What to produce ▸ Count the lines in the records below that contain the string "road", with uppercase and lowercase treated as different, and give only the number.

Excerpted data ▸
§ §
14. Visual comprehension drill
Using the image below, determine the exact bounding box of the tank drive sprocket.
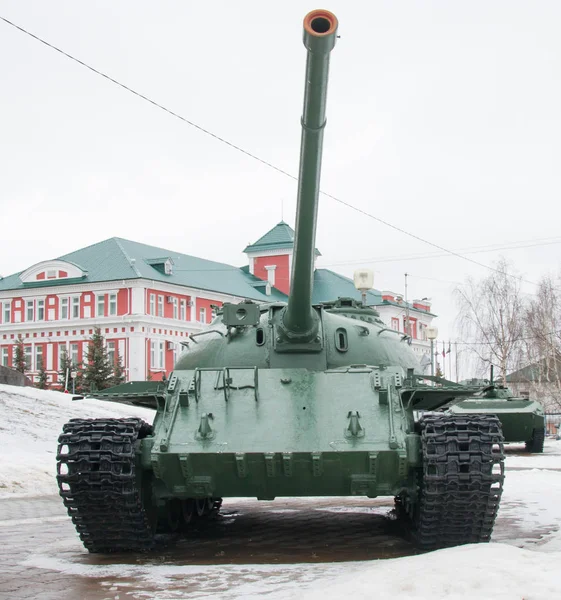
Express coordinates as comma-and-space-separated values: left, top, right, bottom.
396, 414, 504, 550
57, 418, 156, 553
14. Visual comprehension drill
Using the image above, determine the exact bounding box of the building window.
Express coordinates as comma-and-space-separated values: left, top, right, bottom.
72, 296, 80, 319
37, 300, 45, 321
150, 340, 165, 369
58, 343, 66, 369
35, 344, 43, 371
25, 300, 33, 321
82, 342, 90, 365
107, 342, 115, 365
70, 344, 78, 367
96, 295, 105, 317
2, 302, 11, 323
23, 346, 31, 371
109, 294, 117, 317
59, 298, 68, 319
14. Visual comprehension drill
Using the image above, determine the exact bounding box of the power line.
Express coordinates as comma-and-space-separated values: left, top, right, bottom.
0, 16, 548, 286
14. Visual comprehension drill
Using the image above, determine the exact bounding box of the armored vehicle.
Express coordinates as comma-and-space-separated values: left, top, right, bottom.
57, 10, 504, 552
449, 368, 545, 452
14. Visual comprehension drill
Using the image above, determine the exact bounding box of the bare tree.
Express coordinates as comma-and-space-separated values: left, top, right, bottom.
524, 276, 561, 408
455, 258, 525, 383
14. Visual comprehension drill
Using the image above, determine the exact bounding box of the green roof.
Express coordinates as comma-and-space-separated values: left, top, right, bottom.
244, 221, 321, 256
312, 269, 382, 306
376, 298, 436, 317
0, 238, 434, 316
506, 357, 561, 384
0, 238, 280, 302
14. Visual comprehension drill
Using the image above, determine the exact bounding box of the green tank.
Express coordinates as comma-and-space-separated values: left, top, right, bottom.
449, 368, 545, 452
57, 10, 504, 552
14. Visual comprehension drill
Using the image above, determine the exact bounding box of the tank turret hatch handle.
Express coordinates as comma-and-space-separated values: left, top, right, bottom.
282, 10, 338, 342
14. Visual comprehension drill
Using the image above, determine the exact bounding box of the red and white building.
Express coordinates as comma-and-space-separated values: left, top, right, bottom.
0, 223, 434, 384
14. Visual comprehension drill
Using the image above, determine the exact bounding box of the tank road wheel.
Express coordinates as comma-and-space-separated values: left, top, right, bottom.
194, 498, 212, 518
56, 418, 157, 552
526, 427, 545, 452
166, 498, 183, 533
396, 414, 504, 550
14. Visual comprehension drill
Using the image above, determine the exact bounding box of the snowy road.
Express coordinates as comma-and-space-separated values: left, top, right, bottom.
0, 386, 561, 600
0, 456, 561, 600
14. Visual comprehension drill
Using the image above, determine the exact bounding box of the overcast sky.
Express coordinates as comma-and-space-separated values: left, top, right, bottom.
0, 0, 561, 358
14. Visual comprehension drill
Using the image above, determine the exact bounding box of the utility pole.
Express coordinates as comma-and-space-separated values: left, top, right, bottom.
454, 342, 460, 383
405, 273, 411, 337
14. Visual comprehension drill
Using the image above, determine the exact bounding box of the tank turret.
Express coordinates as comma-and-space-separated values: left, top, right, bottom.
57, 10, 504, 552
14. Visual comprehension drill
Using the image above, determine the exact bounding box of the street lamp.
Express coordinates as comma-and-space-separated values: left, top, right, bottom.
353, 269, 374, 306
426, 327, 438, 377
§ §
Solution to this task ▸ 2